Potrebbero esserci dei piccoli interventi per quanto riguarda l’Inflation Reduction Act (IRA), ma non prevediamo un’abrogazione totale, visti i benefici che ha già prodotto in termini di posti di lavoro e investimenti per molti Stati repubblicani.
Anche le small cap statunitensi potrebbero avere un andamento positivo, almeno nell’immediato, dato che sono percepite come le beneficiarie di politiche più protezionistiche, perché più orientate verso il mercato interno e le catene di fornitura locali, e meno influenzate dalla retorica tariffaria. In effetti, nel mese successivo alla vittoria di Trump nel 2016 (08.11.2016–08.12.2016), il Russell 2000 ha sovraperformato l’S&P 500 di quasi l’11%.
Questo andamento delle small cap è andato ad affievolirsi nel corso del 2017, ma è stato comunque un segnale importante per il mercato, che ha mostrato dove le politiche del presidente Trump avrebbero potuto avere effetto. Questa volta non avremo necessariamente una risposta così estrema, in parte perché la vittoria del presidente Trump è meno inaspettata, ma almeno nel breve termine, la netta vittoria repubblicana crea una prospettiva più favorevole per le small cap.
Detto questo, vale la pena sottolineare che i Repubblicani hanno in realtà avuto un’influenza minima sui rendimenti del mercato azionario a lungo termine. Quindi, come recita il vecchio proverbio, ciò che conta è il tempo trascorso investendo nel mercato e mantenendo le azioni durante il ciclo. I presidenti vanno e vengono, ma il mercato azionario resta!
------------------------------------------------
CONSEGNA => Prosegui il brano sui mercati azionari dopo la vittoria di Trump, riprendendo subito dopo la sua ultima frase.
------------------------------------------------
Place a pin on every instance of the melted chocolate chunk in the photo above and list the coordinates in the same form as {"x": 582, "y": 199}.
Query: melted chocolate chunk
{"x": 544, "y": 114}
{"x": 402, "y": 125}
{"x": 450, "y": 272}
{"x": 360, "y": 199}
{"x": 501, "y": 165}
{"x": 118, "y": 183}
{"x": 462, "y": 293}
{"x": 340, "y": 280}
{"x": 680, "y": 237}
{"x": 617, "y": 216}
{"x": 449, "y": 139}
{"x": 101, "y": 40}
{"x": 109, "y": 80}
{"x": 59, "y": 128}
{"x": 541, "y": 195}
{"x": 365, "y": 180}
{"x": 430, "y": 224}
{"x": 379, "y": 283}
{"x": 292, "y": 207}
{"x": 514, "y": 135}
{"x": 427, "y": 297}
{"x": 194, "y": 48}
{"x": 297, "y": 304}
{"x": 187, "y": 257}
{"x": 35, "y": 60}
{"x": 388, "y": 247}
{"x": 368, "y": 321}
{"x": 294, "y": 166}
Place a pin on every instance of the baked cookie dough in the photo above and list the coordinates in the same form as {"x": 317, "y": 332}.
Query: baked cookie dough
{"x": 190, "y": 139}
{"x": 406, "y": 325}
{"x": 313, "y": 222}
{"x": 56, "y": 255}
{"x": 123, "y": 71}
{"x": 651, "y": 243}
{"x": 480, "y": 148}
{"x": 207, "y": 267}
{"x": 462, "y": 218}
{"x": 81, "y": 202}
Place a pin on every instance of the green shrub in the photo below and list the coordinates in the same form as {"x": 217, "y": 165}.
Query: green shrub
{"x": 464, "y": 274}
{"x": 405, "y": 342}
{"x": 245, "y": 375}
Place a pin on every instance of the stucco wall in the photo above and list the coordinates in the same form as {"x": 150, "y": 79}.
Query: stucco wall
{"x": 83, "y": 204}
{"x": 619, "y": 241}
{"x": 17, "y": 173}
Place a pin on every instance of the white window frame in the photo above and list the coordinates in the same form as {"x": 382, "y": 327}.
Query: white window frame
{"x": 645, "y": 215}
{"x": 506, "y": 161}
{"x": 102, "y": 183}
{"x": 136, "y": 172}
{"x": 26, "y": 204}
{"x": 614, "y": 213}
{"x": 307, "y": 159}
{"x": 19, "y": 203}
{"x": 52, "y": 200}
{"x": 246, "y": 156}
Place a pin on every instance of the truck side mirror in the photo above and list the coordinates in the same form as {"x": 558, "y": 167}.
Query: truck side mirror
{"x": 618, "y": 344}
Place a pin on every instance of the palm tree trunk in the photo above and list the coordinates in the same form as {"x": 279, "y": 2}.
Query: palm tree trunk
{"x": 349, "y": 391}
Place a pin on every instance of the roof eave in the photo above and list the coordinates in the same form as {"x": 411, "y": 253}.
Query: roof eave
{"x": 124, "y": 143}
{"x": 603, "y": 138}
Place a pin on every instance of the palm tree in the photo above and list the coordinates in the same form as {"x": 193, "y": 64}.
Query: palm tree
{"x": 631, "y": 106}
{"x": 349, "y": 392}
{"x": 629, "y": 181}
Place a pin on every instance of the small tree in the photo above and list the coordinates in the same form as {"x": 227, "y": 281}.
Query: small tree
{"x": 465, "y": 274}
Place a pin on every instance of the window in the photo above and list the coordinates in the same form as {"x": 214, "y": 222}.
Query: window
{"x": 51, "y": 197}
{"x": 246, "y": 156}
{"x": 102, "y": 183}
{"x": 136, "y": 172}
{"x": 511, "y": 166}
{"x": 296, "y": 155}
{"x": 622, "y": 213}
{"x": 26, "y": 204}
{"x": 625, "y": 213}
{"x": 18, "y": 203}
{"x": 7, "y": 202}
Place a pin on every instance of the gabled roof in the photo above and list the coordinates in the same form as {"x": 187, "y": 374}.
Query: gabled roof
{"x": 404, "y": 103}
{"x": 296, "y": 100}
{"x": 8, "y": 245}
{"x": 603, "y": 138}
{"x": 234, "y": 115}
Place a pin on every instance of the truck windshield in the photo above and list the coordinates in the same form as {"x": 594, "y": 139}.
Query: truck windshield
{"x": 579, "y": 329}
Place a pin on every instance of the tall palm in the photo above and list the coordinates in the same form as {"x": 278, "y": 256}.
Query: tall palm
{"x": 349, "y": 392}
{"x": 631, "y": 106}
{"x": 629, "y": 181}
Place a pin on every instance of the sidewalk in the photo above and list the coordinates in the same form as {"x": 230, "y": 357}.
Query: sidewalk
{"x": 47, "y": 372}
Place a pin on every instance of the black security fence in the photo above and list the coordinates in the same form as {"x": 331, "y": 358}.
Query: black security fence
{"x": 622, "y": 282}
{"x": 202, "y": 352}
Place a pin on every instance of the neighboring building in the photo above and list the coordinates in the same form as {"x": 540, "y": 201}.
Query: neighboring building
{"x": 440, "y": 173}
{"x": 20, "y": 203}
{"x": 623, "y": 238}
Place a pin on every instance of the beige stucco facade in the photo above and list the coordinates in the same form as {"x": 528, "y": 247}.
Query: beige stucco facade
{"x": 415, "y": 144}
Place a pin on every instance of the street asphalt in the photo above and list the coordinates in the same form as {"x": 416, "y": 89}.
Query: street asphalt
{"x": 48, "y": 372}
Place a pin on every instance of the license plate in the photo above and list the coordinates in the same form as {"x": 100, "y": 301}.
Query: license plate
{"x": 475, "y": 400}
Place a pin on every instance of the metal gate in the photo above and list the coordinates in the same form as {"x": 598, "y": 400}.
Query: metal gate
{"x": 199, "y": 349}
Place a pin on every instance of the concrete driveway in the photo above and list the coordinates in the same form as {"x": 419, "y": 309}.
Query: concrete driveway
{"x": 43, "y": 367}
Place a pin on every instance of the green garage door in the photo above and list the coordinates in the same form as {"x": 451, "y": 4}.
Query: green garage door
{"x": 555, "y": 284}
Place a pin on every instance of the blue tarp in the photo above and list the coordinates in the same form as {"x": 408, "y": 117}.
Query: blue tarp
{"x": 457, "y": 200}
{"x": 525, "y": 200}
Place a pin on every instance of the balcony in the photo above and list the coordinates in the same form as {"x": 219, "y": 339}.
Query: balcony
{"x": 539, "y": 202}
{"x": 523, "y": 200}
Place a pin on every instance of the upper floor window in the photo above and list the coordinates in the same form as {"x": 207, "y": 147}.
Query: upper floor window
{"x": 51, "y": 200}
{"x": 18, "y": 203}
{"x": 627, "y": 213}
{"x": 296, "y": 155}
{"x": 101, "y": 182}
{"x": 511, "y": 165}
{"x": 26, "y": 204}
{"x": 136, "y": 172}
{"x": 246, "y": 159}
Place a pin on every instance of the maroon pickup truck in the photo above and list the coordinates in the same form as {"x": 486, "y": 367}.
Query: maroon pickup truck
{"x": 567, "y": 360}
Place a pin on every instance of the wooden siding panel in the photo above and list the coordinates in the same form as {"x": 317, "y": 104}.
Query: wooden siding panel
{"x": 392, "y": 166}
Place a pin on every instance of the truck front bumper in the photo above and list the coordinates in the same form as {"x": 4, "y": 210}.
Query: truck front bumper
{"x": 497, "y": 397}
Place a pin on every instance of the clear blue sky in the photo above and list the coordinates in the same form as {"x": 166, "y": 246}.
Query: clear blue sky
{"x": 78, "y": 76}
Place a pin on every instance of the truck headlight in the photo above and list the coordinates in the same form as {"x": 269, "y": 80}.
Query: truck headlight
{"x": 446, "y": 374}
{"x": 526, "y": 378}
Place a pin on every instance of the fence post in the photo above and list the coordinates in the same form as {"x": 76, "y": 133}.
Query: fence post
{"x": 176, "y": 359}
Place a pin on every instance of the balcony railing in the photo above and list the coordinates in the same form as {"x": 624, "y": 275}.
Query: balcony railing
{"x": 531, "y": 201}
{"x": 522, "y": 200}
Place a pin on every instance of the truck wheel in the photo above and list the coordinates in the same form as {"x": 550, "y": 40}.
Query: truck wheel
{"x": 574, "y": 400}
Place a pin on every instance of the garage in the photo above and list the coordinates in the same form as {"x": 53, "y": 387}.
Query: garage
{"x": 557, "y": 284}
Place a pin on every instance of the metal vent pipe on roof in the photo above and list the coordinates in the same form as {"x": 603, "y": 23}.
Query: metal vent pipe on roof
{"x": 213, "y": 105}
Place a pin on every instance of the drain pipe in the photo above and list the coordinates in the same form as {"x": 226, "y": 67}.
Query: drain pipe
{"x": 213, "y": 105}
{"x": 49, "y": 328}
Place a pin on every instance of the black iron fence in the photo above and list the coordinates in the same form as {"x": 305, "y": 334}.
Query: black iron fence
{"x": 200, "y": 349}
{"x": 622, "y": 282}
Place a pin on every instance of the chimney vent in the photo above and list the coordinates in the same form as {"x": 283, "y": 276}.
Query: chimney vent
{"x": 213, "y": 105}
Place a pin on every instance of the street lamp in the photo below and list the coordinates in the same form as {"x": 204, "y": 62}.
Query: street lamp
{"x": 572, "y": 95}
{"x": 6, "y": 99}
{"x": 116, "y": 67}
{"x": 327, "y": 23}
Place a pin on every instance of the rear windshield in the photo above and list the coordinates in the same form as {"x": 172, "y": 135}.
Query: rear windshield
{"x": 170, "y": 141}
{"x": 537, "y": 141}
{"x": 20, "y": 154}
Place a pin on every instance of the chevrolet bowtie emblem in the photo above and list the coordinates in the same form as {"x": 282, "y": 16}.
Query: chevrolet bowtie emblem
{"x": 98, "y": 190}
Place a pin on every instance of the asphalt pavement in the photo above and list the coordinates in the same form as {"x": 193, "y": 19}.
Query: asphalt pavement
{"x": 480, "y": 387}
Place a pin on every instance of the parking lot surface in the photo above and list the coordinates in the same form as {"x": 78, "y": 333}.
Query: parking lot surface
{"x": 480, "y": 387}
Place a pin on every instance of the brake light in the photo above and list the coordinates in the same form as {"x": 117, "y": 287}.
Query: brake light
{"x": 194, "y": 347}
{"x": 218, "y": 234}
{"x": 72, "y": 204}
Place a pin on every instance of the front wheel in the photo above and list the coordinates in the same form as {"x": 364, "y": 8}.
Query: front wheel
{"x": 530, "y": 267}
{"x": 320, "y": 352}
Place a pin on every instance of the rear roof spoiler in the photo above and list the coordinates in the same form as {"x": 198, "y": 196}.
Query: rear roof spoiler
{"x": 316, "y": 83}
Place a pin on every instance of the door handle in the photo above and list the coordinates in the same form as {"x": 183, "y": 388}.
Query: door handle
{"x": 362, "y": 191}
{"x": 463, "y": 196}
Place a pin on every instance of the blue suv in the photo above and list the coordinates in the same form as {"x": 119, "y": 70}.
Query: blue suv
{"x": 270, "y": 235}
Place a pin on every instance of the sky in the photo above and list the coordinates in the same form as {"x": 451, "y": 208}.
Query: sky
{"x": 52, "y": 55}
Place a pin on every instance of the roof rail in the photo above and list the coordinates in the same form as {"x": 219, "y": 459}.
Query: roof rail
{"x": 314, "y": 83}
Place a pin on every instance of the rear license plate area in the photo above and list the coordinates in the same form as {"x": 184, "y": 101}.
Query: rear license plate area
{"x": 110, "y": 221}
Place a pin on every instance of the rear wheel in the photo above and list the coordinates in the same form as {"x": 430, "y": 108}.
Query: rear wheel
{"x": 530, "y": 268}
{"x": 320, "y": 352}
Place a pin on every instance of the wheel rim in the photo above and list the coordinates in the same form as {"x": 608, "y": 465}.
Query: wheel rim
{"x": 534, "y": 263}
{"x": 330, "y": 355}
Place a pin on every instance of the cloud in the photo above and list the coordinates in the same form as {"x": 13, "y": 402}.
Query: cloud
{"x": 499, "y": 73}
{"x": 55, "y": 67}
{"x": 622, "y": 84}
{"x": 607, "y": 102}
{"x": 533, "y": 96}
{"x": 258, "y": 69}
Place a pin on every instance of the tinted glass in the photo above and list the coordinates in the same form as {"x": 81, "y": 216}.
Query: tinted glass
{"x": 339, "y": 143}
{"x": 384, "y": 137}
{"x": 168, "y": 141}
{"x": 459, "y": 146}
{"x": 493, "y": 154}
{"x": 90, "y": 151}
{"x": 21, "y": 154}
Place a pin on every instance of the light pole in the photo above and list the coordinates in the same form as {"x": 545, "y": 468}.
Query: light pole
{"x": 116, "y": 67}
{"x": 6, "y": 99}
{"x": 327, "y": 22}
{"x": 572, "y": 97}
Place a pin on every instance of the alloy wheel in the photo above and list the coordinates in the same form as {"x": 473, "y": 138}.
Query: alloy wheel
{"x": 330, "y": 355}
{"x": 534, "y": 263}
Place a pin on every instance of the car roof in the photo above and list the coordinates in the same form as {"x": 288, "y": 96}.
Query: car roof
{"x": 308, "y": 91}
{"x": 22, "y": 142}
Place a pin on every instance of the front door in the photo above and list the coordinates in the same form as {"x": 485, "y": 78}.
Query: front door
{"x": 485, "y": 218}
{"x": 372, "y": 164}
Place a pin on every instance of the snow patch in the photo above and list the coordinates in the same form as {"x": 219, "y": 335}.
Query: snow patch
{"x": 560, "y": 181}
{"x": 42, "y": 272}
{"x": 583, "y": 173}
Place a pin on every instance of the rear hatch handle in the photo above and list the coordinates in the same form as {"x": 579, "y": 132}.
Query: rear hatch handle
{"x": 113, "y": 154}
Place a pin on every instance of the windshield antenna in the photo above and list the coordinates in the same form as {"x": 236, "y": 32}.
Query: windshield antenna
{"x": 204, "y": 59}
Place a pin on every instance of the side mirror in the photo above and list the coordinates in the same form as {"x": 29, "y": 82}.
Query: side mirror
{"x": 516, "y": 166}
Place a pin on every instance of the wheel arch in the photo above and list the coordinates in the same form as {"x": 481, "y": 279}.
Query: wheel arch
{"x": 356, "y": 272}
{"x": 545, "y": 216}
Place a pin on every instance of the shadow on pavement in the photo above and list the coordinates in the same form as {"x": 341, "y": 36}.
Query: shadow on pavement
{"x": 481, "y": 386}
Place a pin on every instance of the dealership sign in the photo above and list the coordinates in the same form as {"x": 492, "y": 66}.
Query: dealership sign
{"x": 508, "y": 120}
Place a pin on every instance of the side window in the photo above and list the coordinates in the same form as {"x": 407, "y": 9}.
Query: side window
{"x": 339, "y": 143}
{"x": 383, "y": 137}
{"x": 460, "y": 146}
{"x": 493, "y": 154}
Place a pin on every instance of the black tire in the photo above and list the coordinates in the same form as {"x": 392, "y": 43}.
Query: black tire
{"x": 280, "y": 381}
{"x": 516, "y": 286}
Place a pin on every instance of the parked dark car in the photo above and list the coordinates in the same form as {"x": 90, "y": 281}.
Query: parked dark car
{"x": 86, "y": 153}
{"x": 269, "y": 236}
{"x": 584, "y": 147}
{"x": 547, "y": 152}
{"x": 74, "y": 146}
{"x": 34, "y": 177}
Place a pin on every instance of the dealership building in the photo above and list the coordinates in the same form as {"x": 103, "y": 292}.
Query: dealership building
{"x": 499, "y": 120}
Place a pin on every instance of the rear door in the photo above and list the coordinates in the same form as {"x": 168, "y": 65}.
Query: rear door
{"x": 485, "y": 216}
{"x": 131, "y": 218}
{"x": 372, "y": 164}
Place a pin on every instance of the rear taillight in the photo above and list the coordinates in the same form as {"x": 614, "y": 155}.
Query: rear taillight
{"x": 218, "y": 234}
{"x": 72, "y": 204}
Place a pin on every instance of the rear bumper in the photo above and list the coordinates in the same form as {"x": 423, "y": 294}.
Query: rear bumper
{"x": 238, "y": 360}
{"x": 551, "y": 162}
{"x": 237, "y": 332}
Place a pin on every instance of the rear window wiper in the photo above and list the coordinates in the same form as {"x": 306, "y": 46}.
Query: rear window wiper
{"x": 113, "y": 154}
------------------------------------------------
SOLUZIONE =>
Azionario Europa
A cura di Francis Ellison, Client Portfolio Manager, European Equities di Columbia Threadneedle Investments
“Quali investitori attivi di lungo periodo, dobbiamo valutare le implicazioni per le aziende e i mercati europei. Quando Trump è stato eletto Presidente nel 2016, si era subito ipotizzato che le sue politiche sarebbero state reflazionistiche, ma ciò non è stato poi del tutto confermato dagli sviluppi successivi. In politica estera potremmo assistere a un tentativo deciso di risolvere il conflitto in Ucraina avviando una maggiore cooperazione con la Russia; questo aiuterebbe l’Europa, poiché ridurrebbe probabilmente il prezzo del petrolio.
Potremmo quindi aspettarci un incremento della crescita e un calo dell’inflazione nell’Eurozona. Di contro, mentre le tensioni con la Russia potrebbero attenuarsi, quelle con la Cina rischiano di aumentare – se il Presidente Trump riprenderà la politica estera del 2016.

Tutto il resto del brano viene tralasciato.